Extracted entries.
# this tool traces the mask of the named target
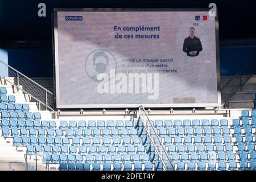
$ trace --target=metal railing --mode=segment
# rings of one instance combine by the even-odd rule
[[[254,65],[253,65],[254,64]],[[243,71],[245,70],[246,70],[246,69],[249,67],[251,69],[253,68],[253,71],[251,73],[246,76],[244,79],[242,78],[242,76],[243,76]],[[229,100],[234,96],[238,91],[240,89],[241,91],[242,91],[242,86],[246,83],[246,82],[251,78],[254,75],[256,74],[256,55],[255,55],[247,63],[246,63],[243,67],[237,72],[237,73],[235,75],[234,77],[231,78],[221,89],[221,91],[222,92],[222,96],[223,96],[223,90],[224,88],[225,88],[235,78],[237,78],[237,76],[239,76],[240,77],[240,84],[239,85],[237,85],[237,87],[235,88],[234,90],[232,92],[232,93],[230,94],[228,98],[226,98],[225,100],[222,99],[224,101],[222,102],[222,106],[226,104]],[[244,77],[244,76],[243,76]]]
[[[139,119],[141,120],[143,126],[146,129],[146,131],[150,139],[151,143],[155,148],[155,151],[159,156],[159,158],[163,164],[164,171],[171,169],[175,170],[169,155],[166,151],[166,148],[162,142],[161,138],[158,135],[154,127],[152,121],[150,120],[143,106],[139,107]]]
[[[8,70],[8,76],[14,78],[14,82],[0,75],[2,79],[14,85],[18,91],[22,90],[44,105],[46,110],[54,111],[53,94],[52,92],[1,60],[0,64]]]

Task goal.
Render the listing above as a Markdown table with the columns "Row" and "Listing line," numbering the rows in order and leaving out blank lines and the picture.

Output below.
| Row | Listing line |
|---|---|
| 1 | # this tool traces the mask of the named target |
| 2 | $ trace --target=metal railing --mode=segment |
| 3 | # rings of one instance combine by the even-odd rule |
| 4 | [[[254,65],[253,65],[254,64]],[[243,71],[245,70],[246,70],[246,69],[249,67],[251,69],[253,68],[253,71],[251,73],[246,76],[244,79],[242,78],[242,76],[243,76]],[[229,100],[234,96],[238,91],[240,89],[241,91],[242,91],[242,86],[246,83],[246,82],[251,78],[254,75],[256,74],[256,55],[255,55],[247,63],[246,63],[243,67],[237,72],[237,73],[235,75],[234,77],[231,78],[221,89],[221,91],[222,92],[222,96],[223,96],[223,90],[224,88],[225,88],[235,78],[237,78],[237,76],[239,76],[240,77],[240,84],[239,85],[237,85],[237,87],[235,88],[234,90],[232,92],[232,93],[230,94],[228,98],[226,98],[225,100],[222,99],[224,101],[222,102],[222,106],[226,104]],[[244,77],[244,76],[243,76]]] |
| 5 | [[[139,119],[141,120],[143,126],[146,129],[146,131],[150,139],[151,143],[155,148],[155,151],[159,156],[159,158],[163,164],[164,171],[171,169],[175,170],[169,155],[166,151],[166,148],[162,142],[161,138],[158,135],[154,127],[152,121],[150,120],[143,106],[139,107]]] |
| 6 | [[[8,70],[8,76],[14,78],[14,82],[0,75],[2,79],[14,85],[18,91],[22,90],[44,105],[46,110],[54,111],[53,94],[52,92],[1,60],[0,64]]] |